#### Supplied records ####

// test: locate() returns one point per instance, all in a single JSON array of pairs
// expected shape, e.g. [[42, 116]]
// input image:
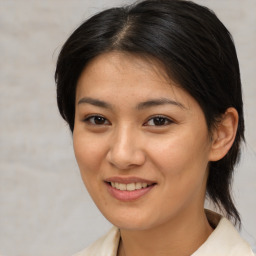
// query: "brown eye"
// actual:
[[158, 121], [97, 120]]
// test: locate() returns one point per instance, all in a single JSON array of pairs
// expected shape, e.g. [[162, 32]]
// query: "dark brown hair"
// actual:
[[195, 48]]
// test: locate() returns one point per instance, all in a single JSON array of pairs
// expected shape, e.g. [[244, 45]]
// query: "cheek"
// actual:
[[89, 153]]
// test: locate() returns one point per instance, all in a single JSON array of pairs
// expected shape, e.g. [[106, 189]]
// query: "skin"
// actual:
[[170, 218]]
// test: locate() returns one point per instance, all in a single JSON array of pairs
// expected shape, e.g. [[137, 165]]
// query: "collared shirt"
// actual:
[[223, 241]]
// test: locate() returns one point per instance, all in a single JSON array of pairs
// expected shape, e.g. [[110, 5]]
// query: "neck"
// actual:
[[181, 237]]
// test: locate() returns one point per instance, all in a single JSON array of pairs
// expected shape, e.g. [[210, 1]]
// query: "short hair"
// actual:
[[197, 52]]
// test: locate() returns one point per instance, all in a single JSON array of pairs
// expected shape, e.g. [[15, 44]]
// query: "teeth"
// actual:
[[130, 186]]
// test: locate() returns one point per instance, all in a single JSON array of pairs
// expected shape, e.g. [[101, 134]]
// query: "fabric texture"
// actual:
[[224, 241]]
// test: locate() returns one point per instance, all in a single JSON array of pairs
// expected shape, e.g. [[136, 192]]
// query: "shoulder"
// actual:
[[107, 245], [224, 241]]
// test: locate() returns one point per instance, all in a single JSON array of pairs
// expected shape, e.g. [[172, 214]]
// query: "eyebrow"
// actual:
[[95, 102], [159, 102], [140, 106]]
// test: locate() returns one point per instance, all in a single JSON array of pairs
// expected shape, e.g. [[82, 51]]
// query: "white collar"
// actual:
[[224, 241]]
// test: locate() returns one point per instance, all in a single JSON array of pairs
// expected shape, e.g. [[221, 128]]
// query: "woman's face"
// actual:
[[141, 143]]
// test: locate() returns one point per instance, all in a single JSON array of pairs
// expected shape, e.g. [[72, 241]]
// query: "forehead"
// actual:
[[121, 74]]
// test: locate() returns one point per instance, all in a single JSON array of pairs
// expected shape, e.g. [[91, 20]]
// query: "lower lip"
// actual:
[[124, 195]]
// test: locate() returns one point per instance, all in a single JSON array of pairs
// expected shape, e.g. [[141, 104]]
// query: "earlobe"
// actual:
[[224, 134]]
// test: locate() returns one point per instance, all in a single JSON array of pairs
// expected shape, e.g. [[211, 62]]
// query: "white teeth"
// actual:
[[138, 185], [130, 186], [144, 185], [122, 186]]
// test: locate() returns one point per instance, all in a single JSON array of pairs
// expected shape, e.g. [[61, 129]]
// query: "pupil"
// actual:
[[159, 121], [99, 120]]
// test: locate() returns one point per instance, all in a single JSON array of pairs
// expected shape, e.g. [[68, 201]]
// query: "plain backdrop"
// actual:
[[44, 208]]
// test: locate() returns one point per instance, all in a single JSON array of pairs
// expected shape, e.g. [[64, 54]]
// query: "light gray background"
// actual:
[[44, 207]]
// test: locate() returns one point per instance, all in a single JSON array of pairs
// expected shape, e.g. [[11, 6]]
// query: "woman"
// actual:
[[152, 95]]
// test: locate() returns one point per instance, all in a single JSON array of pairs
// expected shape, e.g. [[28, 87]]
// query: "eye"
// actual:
[[97, 120], [158, 121]]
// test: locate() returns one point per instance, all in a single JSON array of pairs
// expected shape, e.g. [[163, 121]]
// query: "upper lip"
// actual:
[[127, 180]]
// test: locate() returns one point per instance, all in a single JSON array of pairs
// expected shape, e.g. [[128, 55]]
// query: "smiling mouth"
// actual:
[[129, 186]]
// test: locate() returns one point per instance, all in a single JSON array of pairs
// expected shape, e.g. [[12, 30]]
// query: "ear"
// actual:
[[224, 134]]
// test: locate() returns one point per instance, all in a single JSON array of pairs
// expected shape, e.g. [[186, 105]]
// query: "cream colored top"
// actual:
[[224, 241]]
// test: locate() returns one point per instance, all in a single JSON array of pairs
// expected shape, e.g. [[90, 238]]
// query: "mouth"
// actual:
[[128, 189], [130, 186]]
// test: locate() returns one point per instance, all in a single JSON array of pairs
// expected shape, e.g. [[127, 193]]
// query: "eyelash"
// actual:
[[166, 120], [87, 120]]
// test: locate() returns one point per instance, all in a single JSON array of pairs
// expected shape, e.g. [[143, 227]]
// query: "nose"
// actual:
[[125, 149]]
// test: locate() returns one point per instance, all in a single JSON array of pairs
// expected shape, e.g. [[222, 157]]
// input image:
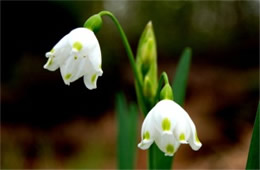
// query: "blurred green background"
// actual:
[[46, 124]]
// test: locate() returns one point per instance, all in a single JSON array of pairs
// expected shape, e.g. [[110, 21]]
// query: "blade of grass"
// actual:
[[253, 155], [127, 132], [181, 76]]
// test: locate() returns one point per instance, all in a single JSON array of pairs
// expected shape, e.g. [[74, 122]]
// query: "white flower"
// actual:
[[169, 125], [77, 54]]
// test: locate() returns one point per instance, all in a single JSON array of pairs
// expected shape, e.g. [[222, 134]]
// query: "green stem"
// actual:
[[163, 79], [130, 56]]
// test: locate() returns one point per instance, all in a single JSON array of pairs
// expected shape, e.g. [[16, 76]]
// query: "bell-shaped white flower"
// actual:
[[77, 54], [168, 125]]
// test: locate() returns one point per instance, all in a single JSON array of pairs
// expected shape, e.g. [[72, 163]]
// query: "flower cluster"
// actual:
[[169, 125], [77, 54]]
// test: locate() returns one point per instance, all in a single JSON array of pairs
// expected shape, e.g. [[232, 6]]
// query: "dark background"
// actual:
[[46, 124]]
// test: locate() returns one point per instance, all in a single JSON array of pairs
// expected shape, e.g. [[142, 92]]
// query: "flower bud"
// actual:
[[146, 60], [166, 92], [147, 87], [94, 23]]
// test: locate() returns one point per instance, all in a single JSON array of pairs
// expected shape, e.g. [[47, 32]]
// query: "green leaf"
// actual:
[[127, 132], [181, 76], [253, 155]]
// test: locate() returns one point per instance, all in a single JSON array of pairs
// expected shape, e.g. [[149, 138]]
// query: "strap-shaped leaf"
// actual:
[[253, 155], [181, 76], [127, 132]]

####

_Instructions for the task_
Copy out the data above exactly, except the pictures.

_Answer to this exercise_
// test: locate() returns one point per instance, all in a single JSON array of pairs
// expected shape, e.g. [[42, 116]]
// input image:
// query: "brown eye"
// actual:
[[158, 121], [97, 120]]
// test: locate() returns one point per instance, all in a single JSON array of pairs
// expected shape, e.g. [[162, 32]]
// query: "dark brown hair"
// actual:
[[195, 48]]
// test: locate() returns one point per instance, all in a single JSON array of pairs
// expected shape, e.g. [[244, 45]]
// query: "cheek"
// actual:
[[89, 153]]
// test: locate() returns one point per instance, all in a single JSON array of pairs
// expected shape, e.g. [[106, 189]]
// query: "skin"
// actual:
[[170, 218]]
// test: locate() returns one point per instance, all in a single JSON array of pairs
// expected shape, e.g. [[137, 165]]
// query: "collared shirt"
// actual:
[[223, 241]]
// test: locate() returns one point per instance, all in a single JSON array of pairs
// expected shape, e.g. [[110, 5]]
// query: "neck"
// actual:
[[181, 237]]
// test: locate() returns one point per instance, all in a single JSON array of pairs
// expected shape, e.g. [[210, 1]]
// query: "short hair"
// actual:
[[197, 52]]
// test: locate() returns one point per instance, all in a single JSON array of pairs
// expected shape, e.g. [[15, 44]]
// query: "teeth"
// actual:
[[130, 186]]
// test: locate() returns one point per instance, all in a single JSON array of pairs
// expected shape, e.g. [[101, 134]]
// query: "fabric texture"
// actual:
[[224, 241]]
// test: locate() returns one point per instance, all in a single JSON array of pairs
// expected shape, e.g. [[136, 192]]
// query: "shoulder"
// actual:
[[107, 245], [224, 241]]
// test: locate() returns one point per instance, all in a single JSON array of pairs
// expected shape, e.g. [[172, 214]]
// query: "eyebrow"
// actual:
[[95, 102], [159, 102], [140, 106]]
// test: locate() returns one point per instance, all in a single JSON array of pairs
// expected shape, e.g. [[82, 51]]
// query: "white collar"
// actual:
[[224, 241]]
// test: locate() returns one point per instance, all in a single JSON array of pairs
// expected shape, e.g. [[221, 128]]
// query: "woman's face"
// actual:
[[141, 143]]
// test: locate() returns one point per instance, all in a single JSON array of pairs
// expected shape, e.g. [[72, 241]]
// query: "forehead"
// actual:
[[121, 74]]
// test: locate() returns one point per instance, all in a single JSON array of pairs
// expected shape, e.g. [[91, 20]]
// query: "lower lip"
// actual:
[[124, 195]]
// test: locate() returns one point per instance, all in a single JSON array of pairs
// expected shape, e.g. [[141, 104]]
// query: "earlobe"
// actual:
[[224, 134]]
// test: locate() returns one point per instance, all in a single JSON array of pairs
// expected shape, e.g. [[211, 62]]
// query: "white teeth"
// actual:
[[138, 185], [130, 186], [144, 185], [122, 186]]
// test: locate() returns one point per instance, all in a single JSON array of pairs
// expected shape, e.g. [[61, 129]]
// query: "pupil"
// actual:
[[159, 121], [99, 120]]
// test: locate() returns one point per instance, all in a single JSON array of pairs
// expected shape, e.g. [[68, 201]]
// query: "plain backdrop"
// actual:
[[44, 208]]
// test: locate() returns one point per instance, all in a single JSON array of pairs
// expected shape, e.g. [[64, 54]]
// query: "light gray background"
// actual:
[[44, 207]]
// test: locate() returns one point per instance, all in a single JSON array of pairs
// expected shape, e.g. [[11, 6]]
// query: "woman"
// actual:
[[152, 95]]
// test: locate() returns one point per instance, all in a single JSON array of pairs
// expected shape, e.g. [[28, 87]]
// query: "eye"
// actual:
[[97, 120], [158, 121]]
// test: locate() returns one point per instance, all in a single JSON array of pairs
// expected shape, e.g. [[163, 121]]
// query: "upper lip"
// actual:
[[127, 180]]
// test: locate() returns one point per instance, all in a single JSON array of pairs
// expected shape, e.g. [[128, 55]]
// query: "smiling mouth"
// actual:
[[129, 186]]
// test: locate() returns one point per instance, all in a single JSON array of pairs
// expected shape, e.g. [[12, 30]]
// query: "ear"
// actual:
[[224, 134]]
// test: locate() returns one point per instance, all in a single JSON array of pairs
// expected shape, e.g. [[186, 105]]
// query: "cream colored top"
// actual:
[[224, 241]]
// test: locate() returns one point per instance, all in a single JSON array of pairs
// expected shape, e.g. [[90, 238]]
// query: "mouth"
// actual:
[[128, 189], [130, 186]]
// test: locate() returns one point per instance, all in a single JSON array of pairs
// expected shape, e.g. [[127, 193]]
// query: "eyelash"
// actual:
[[166, 120], [87, 120]]
// test: locate() returns one point per instance, all in a single JSON array of pairs
// expected shape, e.g. [[143, 227]]
// query: "nose"
// actual:
[[125, 149]]
// test: locate() returns one point per instance, all in a single JSON array of pairs
// expected shape, e.g. [[222, 157]]
// input image:
// query: "blurred green background"
// actual:
[[46, 124]]
// test: locate() returns one point per instance, all in a single JSON array of pairs
// expected shape, e.g. [[110, 21]]
// query: "blade of grass"
// actual:
[[253, 155], [127, 132], [181, 76]]
// test: locate() returns one point per instance, all in a single JSON array of pairs
// expected shape, e.g. [[74, 122]]
// query: "white flower"
// actual:
[[169, 125], [77, 54]]
// test: locate() returns one point per instance, all in a single JSON array of pairs
// expected shape, e.g. [[222, 134]]
// query: "green stem"
// actual:
[[163, 79], [130, 56]]
// test: locate() returns one point per instance, all in a single JSON array of pairs
// expected shape, e.g. [[16, 76]]
// query: "bell-shaped white flower"
// actual:
[[77, 54], [168, 125]]
// test: locate() returns one point per instance, all in a single JSON array of pairs
// expected shape, e.g. [[72, 163]]
// query: "flower cluster"
// actual:
[[169, 125], [77, 54]]
// test: locate() returns one point per instance, all in a single JSON array of pairs
// expected shape, e.g. [[232, 6]]
// query: "dark background"
// actual:
[[46, 124]]
// test: locate() returns one point per instance, all in a single JSON array of pairs
// expected shape, e.g. [[142, 92]]
// query: "flower bud"
// actual:
[[146, 60], [166, 92], [147, 87], [94, 23]]
// test: locate() returns one point per instance, all in a single JSON array of pairs
// expected shape, e.g. [[47, 32]]
// query: "green leaf"
// actual:
[[127, 132], [181, 76], [253, 155]]
// test: locate() returns one point per instance, all in a single JSON array of pairs
// expected shape, e.g. [[149, 138]]
// query: "strap-shaped leaf"
// actual:
[[253, 155], [181, 76], [127, 132]]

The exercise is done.